• _Available data_
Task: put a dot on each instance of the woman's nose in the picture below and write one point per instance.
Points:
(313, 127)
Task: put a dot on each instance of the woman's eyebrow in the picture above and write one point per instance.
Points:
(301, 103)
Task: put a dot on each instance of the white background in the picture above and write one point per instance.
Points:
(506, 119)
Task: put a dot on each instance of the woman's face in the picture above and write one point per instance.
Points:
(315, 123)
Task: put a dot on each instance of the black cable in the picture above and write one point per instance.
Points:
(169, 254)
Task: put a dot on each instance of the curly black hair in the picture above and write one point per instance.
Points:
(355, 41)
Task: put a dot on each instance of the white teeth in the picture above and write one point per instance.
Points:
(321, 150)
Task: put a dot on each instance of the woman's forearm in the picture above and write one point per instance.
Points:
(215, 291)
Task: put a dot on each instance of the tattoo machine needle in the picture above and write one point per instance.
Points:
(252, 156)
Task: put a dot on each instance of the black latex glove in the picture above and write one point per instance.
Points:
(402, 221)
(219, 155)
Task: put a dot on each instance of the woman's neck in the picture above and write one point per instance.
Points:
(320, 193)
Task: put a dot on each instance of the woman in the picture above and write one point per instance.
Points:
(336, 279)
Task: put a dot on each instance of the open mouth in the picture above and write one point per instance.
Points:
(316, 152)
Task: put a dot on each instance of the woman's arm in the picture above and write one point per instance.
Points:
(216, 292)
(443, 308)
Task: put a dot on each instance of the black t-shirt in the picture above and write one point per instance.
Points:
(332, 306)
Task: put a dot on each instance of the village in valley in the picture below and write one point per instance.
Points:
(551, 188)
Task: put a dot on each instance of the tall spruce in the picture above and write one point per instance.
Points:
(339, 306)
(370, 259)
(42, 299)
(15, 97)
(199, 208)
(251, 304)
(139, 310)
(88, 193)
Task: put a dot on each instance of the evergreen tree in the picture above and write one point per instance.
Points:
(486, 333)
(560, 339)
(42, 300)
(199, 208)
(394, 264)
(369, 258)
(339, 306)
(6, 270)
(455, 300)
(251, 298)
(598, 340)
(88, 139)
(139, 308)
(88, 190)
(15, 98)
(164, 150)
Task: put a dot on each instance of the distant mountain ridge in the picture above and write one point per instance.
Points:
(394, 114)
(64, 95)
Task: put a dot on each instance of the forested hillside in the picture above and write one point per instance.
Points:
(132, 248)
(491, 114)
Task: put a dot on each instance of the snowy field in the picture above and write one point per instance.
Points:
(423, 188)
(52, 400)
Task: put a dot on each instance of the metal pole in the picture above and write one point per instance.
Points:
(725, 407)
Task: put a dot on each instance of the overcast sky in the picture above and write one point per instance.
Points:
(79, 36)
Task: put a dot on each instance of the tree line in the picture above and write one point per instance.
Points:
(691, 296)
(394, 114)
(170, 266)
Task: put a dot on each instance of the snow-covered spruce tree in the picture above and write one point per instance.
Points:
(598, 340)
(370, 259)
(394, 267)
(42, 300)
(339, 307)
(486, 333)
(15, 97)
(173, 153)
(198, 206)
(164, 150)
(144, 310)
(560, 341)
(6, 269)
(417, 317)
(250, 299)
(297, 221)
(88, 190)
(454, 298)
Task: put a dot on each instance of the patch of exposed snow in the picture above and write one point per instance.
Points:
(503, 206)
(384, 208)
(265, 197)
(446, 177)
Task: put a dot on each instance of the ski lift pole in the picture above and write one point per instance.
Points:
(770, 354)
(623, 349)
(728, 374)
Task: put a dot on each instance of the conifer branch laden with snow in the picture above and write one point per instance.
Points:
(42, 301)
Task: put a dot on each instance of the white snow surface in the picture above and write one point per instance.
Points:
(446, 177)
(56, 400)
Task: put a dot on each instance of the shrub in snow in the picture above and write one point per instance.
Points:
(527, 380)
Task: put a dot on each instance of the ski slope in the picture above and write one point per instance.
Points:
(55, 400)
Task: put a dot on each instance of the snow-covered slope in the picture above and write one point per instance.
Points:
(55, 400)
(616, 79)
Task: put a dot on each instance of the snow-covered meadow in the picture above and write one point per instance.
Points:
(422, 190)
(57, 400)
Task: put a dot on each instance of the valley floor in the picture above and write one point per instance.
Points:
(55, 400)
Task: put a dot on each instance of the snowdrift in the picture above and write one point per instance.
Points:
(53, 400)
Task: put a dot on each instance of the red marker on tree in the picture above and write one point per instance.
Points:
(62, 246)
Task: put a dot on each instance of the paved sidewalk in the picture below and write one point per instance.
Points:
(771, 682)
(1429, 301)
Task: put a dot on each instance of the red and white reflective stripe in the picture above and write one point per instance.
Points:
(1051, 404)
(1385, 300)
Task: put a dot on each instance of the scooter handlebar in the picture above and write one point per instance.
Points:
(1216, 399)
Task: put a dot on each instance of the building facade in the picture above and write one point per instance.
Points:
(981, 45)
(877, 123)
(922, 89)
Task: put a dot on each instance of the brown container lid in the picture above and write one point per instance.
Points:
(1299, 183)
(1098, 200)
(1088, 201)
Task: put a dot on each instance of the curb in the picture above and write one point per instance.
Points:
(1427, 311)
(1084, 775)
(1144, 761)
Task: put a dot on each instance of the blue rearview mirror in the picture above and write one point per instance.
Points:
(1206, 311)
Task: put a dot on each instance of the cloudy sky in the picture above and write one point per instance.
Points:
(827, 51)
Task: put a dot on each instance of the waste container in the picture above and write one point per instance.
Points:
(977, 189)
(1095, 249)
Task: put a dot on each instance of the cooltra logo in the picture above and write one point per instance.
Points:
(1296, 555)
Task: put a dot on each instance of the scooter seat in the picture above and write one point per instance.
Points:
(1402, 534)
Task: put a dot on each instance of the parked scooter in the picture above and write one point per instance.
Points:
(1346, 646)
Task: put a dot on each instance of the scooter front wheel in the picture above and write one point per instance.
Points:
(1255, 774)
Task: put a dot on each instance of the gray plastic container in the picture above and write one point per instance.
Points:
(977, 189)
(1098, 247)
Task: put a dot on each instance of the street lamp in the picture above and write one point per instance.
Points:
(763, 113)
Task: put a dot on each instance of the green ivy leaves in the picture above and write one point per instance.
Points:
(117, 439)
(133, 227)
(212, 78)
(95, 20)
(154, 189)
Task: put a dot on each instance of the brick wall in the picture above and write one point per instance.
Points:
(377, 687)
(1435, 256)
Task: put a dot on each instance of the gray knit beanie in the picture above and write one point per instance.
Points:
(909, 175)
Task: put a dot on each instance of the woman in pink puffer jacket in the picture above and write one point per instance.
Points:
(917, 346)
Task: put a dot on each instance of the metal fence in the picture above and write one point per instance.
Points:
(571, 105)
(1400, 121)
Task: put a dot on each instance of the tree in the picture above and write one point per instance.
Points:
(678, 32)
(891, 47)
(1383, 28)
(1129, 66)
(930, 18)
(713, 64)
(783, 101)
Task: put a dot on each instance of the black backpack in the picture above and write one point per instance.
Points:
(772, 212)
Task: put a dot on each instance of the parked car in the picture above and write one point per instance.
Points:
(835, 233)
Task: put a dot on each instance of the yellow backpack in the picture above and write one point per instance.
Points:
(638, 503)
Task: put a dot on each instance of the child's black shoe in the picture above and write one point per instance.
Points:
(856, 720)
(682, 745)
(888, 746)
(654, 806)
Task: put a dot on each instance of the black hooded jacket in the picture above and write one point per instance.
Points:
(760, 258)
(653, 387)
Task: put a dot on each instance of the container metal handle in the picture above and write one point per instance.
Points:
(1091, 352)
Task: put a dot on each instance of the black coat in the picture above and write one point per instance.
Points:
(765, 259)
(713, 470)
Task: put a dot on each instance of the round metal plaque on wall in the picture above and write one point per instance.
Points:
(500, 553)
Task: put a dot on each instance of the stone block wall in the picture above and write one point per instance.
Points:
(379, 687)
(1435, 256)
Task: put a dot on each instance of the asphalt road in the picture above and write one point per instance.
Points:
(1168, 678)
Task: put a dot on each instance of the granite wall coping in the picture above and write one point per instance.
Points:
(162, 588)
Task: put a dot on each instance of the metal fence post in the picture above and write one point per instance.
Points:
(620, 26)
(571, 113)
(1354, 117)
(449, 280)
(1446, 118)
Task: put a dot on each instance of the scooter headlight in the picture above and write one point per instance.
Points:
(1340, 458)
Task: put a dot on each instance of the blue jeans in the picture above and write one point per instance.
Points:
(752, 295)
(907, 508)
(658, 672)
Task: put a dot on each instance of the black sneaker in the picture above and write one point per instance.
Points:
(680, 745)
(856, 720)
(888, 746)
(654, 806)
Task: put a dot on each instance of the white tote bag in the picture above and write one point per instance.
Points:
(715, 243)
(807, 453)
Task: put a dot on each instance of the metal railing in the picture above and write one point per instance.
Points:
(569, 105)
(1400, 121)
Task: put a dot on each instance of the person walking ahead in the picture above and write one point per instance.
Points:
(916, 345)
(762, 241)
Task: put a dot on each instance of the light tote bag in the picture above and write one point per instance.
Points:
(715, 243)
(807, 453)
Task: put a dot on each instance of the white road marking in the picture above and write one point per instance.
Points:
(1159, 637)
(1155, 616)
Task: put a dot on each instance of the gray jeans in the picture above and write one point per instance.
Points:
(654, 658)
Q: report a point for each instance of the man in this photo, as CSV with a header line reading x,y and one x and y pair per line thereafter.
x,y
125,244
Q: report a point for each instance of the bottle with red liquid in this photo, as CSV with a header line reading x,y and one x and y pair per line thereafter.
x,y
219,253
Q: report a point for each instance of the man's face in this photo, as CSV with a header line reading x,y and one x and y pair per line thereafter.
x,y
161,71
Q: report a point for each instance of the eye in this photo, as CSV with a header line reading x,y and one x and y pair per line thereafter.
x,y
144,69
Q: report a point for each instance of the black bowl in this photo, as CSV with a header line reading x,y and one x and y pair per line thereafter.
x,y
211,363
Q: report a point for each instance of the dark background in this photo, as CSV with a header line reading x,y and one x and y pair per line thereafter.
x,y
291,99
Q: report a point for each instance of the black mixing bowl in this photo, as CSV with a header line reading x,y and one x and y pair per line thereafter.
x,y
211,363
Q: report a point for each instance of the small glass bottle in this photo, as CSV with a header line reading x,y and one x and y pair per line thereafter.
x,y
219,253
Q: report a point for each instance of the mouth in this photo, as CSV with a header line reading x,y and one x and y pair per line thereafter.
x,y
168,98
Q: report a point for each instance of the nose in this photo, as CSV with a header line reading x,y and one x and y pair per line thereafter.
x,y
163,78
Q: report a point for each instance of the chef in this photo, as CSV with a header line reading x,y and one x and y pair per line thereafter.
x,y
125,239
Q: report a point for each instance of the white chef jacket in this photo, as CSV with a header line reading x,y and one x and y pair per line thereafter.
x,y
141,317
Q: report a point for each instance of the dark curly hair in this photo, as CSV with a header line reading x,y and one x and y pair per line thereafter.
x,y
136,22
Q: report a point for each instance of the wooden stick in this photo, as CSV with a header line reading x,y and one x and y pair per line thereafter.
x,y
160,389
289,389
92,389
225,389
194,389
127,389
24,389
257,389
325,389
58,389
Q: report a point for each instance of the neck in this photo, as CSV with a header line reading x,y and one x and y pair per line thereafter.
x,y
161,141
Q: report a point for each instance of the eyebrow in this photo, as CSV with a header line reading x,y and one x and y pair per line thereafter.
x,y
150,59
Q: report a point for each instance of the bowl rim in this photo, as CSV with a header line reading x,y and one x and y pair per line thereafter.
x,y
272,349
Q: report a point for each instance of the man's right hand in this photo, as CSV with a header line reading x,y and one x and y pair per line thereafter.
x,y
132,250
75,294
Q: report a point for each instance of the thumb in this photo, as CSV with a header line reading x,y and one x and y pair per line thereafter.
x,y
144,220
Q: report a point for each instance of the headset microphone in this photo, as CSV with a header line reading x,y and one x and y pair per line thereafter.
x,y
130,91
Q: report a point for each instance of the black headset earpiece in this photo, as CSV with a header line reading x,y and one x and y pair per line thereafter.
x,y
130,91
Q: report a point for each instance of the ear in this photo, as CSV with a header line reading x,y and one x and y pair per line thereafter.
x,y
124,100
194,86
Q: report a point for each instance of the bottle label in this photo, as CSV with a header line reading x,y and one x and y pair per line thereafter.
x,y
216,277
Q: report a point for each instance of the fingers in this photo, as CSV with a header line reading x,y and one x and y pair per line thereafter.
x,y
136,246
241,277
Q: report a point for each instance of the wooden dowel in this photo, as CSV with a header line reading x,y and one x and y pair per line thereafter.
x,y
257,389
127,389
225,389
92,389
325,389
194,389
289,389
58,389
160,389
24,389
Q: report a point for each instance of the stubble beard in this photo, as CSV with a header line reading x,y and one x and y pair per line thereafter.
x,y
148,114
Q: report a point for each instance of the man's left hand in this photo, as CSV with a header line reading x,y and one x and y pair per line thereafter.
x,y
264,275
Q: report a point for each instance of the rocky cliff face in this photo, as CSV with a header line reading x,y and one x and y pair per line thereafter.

• _To be done_
Copy everything from the line containing "Task: put a dot on each instance of the gray plastic" down to the line containing "(1091, 352)", substituting "rucksack" for every "backpack" and leaving the rest of those lines unchanged.

• _The response_
Task: put a dot on each instance of the gray plastic container in the picture above and write one point per instance.
Points:
(977, 189)
(1098, 247)
Task: put a dot on each instance of the street lamp in the picture above and write one point per instance.
Points:
(763, 113)
Task: put a dot on each instance of the green ivy leaves in the picture above and write one point per instance.
Points:
(117, 439)
(133, 227)
(212, 78)
(95, 20)
(154, 189)
Task: put a dot on each instance of the brick wall in the picture above and write one point per instance.
Points:
(377, 687)
(1435, 256)
Task: put a dot on each instance of the gray knit beanie in the picture above and write one point per instance.
Points:
(909, 175)
Task: put a dot on each instance of the woman in pink puffer jacket in the picture above and write one point per instance.
Points:
(917, 346)
Task: put a dot on each instance of the metal fence in the picture above and write one point per instance.
Points:
(571, 105)
(1400, 121)
Task: put a dot on each instance of the tree in the picture above and write one point per instance.
Points:
(678, 32)
(891, 47)
(1383, 28)
(1129, 66)
(930, 18)
(713, 64)
(783, 101)
Task: put a dot on each instance of the black rucksack in the picture above and write one point per instance.
Points:
(772, 212)
Task: put a dot on each instance of the parked car in the picture above and write one point per instance.
Points:
(835, 233)
Task: put a dot on each instance of the yellow rucksack in the picture above and write one point per instance.
Points:
(638, 503)
Task: put a dot on each instance of the child's black shoe in the picture above and write one point per instance.
Points:
(856, 720)
(682, 745)
(888, 746)
(654, 806)
Task: put a dot on each instance of the black hooded jacket in the picture above and write one point per instance.
Points:
(760, 258)
(653, 387)
Task: put a dot on each instance of the container metal handle in the picture above and write one point per instance.
Points:
(1091, 352)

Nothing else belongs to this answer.